* _REQUIRED ACTIONS_:
- A) In the court opinion, how wide is the channel the complainants created in the arm of Lake Hopatcong?
- B) Continue the court opinion about Lake Hopatcong from the point where it stops.

**** ARTICLE ****

The case is developed by bill, answer and affidavits and exhibits on each side. ■

The original order, with restraint, in the cause was made on the 15th day of September, 1906, and the parties seem to have been sufficiently industrious in collecting ex parte affidavits on each side and producing records, maps, &c., so that at the hearing it was not suggested that the case could be seriously changed by a final hearing.

*34The complainants5 - bill sets forth title to certain lands, and on its presentation there was exhibited record evidence of such title. The defendant, by his answer, formally denied the title, but set up none on his part adverse thereto, and at the hearing I understood counsel for the defendant to substantially admit the title as asserted by the complainants, and to rest his case on other grounds.

The object of the bill is to restrain the defendant from navigating, with a passenger power boat, a certain channel or canal about thirty feet in width and three thousand feet in length, created by the complainants in a shallow arm or bay of Lake Hopatcong, and leading from what may be termed the main body of the lake to a point in the most southeasterly portion of its waters, including the arm, near Hopatcong station, on the Delaware, Lackawanna and Western railroad.

Lake Hopatcong is a -natural lake enlarged by a dam or dams built at various times across its outlet, by which its waters have been raised until it has attained its present size. It is quite irregular in shape, but much longer than it is wide, and in its deeper portions so deep as to indicate what is sustained by tradition that there was in its central portion at one time a natural lake. It lies just to the west of the high mountain ridge, which at that point divides the watersheds of the Delaware and the Raritan rivers at the southerly end of the lake, and those of the Delaware and the Rockaway rivers on the north end of it.

**** RECORD EXCERPTS ****

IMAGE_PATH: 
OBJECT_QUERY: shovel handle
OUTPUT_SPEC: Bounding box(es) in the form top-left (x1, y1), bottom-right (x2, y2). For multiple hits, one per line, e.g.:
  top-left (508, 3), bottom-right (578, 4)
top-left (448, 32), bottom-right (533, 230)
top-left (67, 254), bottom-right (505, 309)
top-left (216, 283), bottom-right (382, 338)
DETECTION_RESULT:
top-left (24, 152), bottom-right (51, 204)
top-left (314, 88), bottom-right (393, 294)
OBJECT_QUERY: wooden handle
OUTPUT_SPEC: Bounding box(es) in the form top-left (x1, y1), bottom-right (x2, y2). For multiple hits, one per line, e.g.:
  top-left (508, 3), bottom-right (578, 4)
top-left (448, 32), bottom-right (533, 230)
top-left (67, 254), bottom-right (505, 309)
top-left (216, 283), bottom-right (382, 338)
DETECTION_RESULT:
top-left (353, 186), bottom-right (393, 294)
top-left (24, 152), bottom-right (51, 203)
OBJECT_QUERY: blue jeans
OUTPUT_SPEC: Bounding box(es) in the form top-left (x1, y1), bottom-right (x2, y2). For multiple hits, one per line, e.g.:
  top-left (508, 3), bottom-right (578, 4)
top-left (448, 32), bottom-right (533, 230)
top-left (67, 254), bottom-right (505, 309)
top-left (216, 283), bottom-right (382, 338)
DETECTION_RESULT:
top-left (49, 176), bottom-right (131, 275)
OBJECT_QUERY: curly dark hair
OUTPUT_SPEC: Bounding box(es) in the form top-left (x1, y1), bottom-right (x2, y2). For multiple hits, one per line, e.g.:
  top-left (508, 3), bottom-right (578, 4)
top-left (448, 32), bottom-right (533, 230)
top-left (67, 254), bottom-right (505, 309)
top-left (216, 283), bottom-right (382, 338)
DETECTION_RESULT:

****

* _OUTPUTS_:
- A) About thirty feet.

- B)
The lake is fed at its upper end by a small brook, and its outlet is the Musconetcong river, leading to the Delaware river.

A short distance south of its natural outlet there is a natural depression, or pass, in this high mountain ridge at an elevation of about nine hundred and ten feet above the sea, and about fifteen or twenty feet below the level of the lake when it is full, which is nine hundred and twenty-six feet above tide level. Through this pass the Morris canal was located and built about the year 1830-1831. By building a navigable feeder from the natural outlet of the lake along that level to the level of this pass the water of the lake is let into a level of the canal at that point, which is about fifteen feet lower than the level of the lake at high water, and from thence the water may be turned, *35and in point of fact is turned each way in the canal to the waters of the Delaware on the west and to the Hudson on the east.

When the canal was laid out and built, a dam, called the “Bandolph dam,” already existed at the outlet of the lake, and was used to drive a forge.

The name of that place was Brooklyn, and the pond itself was known as “Brooklyn pond,” or, as expressed in the charter of the canal company, the “Great pond,” as well as “Lake Hopatcong.”

The canal company, by its charter, was obliged to file in the clerk’s office of the various counties through which it passed maps showing the amount and description of the lands intended to be taken or flowed by it in that county.

The map showing the land to be taken in the neighborhood of Lake Hopatcong is still in existence, in the clerk’s office of Morris county, and was used, by consent, at the hearing. That map shows the extent of the flow at the time the company made its survey, and the extent to which the flow of the land around the lake was to be increased by its dam. It showed a very little increase of flowage in any direction. Its importance in this connection is that it shows that at what was then the most southerly part of the lake and about five-eighths of a mile southeast of the outlet, there was a causeway by the water’s edge over which passed a mountain road running along the easterly side of the lake, and around what was then the southwesterly end of the lake to the outlet at Brooklyn. The remains of that causeway are still in existence, as shown by the map made for the purpose of this hearing, and proven by abundance of affidavits and not disputed by anyone on the part of the defendant. South of that causeway the canal company’s map shows no flowage, and the canal company did not claim that it desired to acquire the right to flow south of that causeway.

The well-known object of the canal company was to create ■a reservoir for the storage of water to be used in the operation of its canal during the dry season.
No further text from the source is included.